▸ **Dataset content**:
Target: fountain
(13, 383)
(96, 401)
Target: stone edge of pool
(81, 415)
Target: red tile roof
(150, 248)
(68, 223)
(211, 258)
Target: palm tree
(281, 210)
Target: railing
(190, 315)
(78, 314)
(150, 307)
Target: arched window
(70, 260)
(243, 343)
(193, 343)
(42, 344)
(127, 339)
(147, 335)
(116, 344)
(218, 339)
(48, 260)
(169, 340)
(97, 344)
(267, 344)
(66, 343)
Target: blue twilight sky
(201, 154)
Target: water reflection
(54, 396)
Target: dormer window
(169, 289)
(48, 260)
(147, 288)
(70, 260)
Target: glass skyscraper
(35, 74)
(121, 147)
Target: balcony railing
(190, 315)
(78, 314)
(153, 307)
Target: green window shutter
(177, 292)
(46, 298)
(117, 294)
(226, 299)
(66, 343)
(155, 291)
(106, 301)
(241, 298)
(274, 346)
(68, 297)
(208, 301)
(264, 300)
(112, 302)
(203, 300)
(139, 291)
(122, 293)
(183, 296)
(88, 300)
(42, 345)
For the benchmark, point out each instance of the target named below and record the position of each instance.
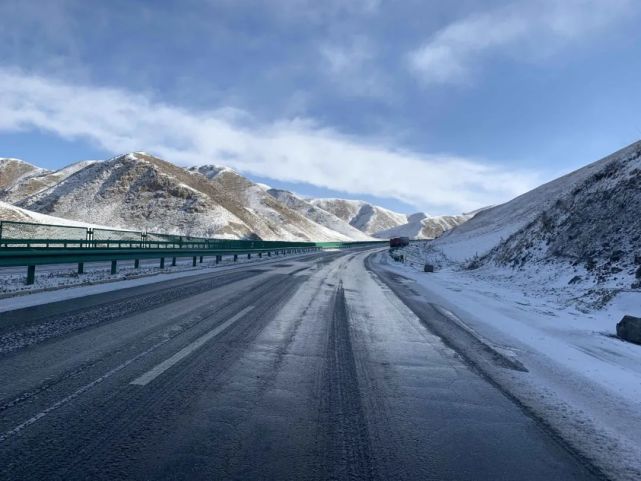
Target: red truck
(399, 242)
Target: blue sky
(417, 105)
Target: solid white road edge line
(4, 436)
(186, 351)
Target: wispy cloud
(352, 66)
(530, 27)
(295, 150)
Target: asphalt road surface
(308, 368)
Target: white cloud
(531, 27)
(351, 66)
(294, 150)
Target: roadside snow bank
(582, 379)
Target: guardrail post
(31, 274)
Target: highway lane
(303, 369)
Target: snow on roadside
(582, 379)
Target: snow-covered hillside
(141, 192)
(38, 180)
(576, 239)
(12, 170)
(317, 214)
(490, 226)
(423, 226)
(268, 217)
(595, 228)
(9, 212)
(363, 216)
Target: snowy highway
(305, 368)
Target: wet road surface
(307, 369)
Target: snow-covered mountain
(423, 226)
(363, 216)
(585, 225)
(139, 191)
(17, 214)
(12, 170)
(317, 214)
(37, 180)
(272, 219)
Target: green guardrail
(29, 244)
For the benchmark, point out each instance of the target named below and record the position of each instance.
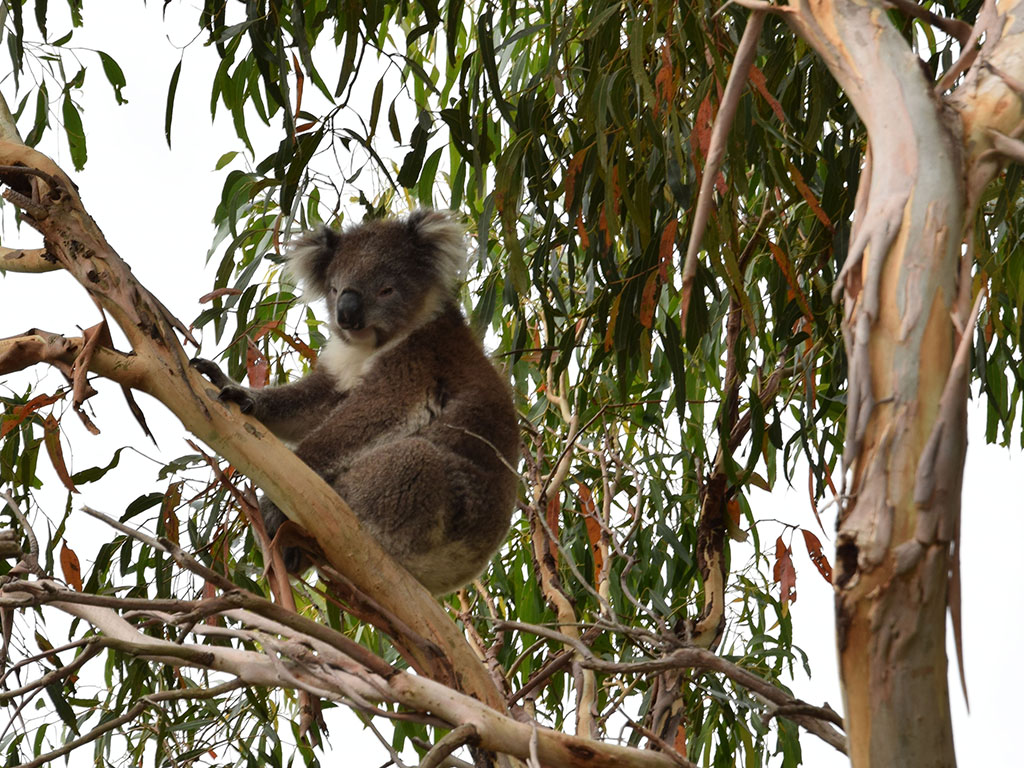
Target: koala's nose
(350, 310)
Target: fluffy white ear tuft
(446, 238)
(308, 258)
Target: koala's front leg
(273, 518)
(229, 391)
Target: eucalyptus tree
(710, 245)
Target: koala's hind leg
(410, 495)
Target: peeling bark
(906, 295)
(161, 369)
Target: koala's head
(381, 279)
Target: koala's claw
(239, 395)
(211, 371)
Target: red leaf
(51, 437)
(666, 249)
(552, 519)
(816, 555)
(71, 567)
(23, 412)
(758, 79)
(784, 573)
(171, 499)
(589, 509)
(257, 367)
(808, 196)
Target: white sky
(155, 208)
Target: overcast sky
(156, 207)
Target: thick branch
(81, 249)
(27, 260)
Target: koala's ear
(308, 259)
(444, 238)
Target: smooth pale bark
(906, 291)
(900, 286)
(415, 620)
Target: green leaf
(226, 158)
(94, 473)
(115, 76)
(75, 132)
(171, 90)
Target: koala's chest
(346, 364)
(404, 383)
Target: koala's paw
(239, 395)
(211, 371)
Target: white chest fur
(346, 363)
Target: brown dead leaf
(257, 367)
(816, 555)
(19, 413)
(172, 497)
(51, 438)
(784, 573)
(71, 567)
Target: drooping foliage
(572, 137)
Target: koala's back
(423, 446)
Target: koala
(403, 414)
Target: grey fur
(403, 414)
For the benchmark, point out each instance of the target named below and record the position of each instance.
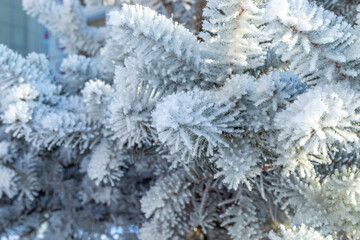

▸ **Directive**: Report each line in the listing above that contains the word "cloud", copying every such line in full.

▸ **Response**:
Target: wispy cloud
Target: white cloud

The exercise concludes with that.